Search the listing for the word "below". Copy every line where it is found.

Data supplied: Begin

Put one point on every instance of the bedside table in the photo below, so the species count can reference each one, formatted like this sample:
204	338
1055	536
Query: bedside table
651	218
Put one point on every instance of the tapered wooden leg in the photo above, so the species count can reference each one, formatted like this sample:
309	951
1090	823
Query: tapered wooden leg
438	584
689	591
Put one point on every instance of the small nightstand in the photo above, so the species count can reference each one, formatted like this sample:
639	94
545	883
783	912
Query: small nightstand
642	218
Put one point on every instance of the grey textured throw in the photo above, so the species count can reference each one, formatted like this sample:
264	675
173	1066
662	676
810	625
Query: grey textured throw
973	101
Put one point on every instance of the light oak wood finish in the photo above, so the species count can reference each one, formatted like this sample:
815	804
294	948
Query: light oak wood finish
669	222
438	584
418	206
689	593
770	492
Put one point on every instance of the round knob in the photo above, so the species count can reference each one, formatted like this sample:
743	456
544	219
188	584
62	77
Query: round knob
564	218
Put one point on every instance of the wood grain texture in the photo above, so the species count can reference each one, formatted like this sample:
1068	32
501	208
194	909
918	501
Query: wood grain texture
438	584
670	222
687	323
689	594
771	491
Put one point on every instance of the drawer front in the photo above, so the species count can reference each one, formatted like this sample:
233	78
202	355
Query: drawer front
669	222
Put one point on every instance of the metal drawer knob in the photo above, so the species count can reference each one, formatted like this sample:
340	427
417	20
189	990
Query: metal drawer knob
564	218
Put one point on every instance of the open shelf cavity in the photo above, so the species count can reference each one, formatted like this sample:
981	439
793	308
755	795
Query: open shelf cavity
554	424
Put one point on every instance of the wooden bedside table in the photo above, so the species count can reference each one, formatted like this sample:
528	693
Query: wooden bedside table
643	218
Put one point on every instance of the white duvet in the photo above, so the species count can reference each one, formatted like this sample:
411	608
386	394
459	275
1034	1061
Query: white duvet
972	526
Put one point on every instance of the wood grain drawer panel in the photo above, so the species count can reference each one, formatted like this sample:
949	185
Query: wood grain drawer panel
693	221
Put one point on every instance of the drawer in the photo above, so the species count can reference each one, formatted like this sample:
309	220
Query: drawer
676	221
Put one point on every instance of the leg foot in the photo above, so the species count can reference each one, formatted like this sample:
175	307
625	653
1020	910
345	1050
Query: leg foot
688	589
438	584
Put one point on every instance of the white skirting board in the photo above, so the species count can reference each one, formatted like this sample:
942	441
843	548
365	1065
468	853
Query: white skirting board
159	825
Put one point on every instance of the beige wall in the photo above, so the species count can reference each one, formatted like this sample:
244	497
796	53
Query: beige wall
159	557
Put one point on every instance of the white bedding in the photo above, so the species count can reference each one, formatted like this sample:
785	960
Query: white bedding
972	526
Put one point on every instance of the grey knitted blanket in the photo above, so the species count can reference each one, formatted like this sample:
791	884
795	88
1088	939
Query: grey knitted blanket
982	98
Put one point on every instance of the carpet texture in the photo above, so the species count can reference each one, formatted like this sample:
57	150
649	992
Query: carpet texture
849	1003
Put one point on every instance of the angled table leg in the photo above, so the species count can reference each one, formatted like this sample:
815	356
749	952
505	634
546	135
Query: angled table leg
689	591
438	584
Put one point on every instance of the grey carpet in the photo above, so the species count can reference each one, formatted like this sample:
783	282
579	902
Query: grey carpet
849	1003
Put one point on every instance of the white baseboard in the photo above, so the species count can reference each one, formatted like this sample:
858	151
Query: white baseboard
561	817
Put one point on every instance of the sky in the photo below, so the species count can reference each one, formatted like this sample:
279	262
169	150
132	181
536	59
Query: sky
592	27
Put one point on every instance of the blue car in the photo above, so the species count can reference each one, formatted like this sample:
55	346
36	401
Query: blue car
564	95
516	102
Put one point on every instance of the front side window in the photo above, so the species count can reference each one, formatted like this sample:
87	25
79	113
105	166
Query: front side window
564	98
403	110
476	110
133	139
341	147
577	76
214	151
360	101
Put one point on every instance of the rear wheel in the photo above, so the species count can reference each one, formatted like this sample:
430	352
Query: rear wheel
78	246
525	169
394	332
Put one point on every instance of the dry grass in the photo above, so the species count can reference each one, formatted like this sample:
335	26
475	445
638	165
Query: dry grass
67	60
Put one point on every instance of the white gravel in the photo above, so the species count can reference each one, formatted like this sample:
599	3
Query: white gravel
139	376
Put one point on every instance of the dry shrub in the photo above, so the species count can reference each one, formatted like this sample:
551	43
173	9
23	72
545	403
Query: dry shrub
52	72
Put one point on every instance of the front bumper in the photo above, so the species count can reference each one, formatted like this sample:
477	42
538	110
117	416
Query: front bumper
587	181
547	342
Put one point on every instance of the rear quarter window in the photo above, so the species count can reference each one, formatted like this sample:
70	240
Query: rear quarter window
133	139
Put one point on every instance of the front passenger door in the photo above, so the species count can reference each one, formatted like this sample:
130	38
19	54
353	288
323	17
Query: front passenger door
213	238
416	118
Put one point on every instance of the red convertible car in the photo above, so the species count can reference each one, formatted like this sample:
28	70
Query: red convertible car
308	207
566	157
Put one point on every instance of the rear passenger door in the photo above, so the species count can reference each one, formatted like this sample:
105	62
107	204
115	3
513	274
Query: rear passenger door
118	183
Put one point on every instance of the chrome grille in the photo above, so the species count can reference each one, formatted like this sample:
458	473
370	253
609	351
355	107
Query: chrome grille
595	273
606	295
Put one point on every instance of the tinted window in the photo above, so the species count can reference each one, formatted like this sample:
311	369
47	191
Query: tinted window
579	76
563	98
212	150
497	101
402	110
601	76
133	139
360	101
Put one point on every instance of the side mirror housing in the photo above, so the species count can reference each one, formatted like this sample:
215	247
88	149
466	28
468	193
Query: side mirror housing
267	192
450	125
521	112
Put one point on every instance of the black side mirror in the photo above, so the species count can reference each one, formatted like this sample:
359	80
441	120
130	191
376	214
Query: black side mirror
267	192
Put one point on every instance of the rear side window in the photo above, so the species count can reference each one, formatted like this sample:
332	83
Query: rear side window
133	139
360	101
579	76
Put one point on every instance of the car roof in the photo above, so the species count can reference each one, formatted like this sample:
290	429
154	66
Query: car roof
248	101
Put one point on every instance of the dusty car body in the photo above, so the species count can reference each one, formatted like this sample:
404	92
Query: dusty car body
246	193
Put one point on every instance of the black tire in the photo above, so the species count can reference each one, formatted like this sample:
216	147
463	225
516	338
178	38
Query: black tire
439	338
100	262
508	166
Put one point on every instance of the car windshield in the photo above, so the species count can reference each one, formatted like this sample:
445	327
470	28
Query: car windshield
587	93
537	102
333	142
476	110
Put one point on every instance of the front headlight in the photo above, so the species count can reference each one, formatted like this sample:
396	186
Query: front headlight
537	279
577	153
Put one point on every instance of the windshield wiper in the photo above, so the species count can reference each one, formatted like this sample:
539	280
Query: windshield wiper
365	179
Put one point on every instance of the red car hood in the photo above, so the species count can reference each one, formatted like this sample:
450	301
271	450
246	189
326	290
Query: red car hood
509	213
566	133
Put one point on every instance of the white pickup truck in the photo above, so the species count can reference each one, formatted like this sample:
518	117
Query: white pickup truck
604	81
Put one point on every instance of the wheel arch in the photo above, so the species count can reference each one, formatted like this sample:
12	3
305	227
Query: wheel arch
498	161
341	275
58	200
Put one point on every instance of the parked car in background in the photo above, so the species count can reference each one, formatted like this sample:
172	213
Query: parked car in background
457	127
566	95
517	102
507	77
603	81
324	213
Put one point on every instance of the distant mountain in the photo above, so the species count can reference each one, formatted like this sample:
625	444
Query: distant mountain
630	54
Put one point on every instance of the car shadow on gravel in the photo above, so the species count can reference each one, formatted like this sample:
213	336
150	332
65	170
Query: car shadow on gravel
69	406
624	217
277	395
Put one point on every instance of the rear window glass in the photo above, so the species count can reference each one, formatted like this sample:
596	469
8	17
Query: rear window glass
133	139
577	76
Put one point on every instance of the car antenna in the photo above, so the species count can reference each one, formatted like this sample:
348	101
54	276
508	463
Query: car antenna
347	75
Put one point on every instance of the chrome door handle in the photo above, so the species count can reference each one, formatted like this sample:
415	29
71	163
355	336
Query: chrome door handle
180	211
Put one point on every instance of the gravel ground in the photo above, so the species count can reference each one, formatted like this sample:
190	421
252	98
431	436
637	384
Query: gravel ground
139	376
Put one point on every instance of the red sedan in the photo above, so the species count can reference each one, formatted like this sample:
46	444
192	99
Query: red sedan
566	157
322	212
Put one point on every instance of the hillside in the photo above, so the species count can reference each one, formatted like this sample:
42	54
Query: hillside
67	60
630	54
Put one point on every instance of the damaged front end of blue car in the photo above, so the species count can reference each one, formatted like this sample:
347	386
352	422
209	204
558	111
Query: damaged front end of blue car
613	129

Data supplied: End

§ **Written answer**
Put one point on every instance of the bedside table in the photo below, so the species count can reference each one, formatted like this sample:
Put one point on every instance of the sky in the photo below, so the species count can reference each one, formatted like this sample:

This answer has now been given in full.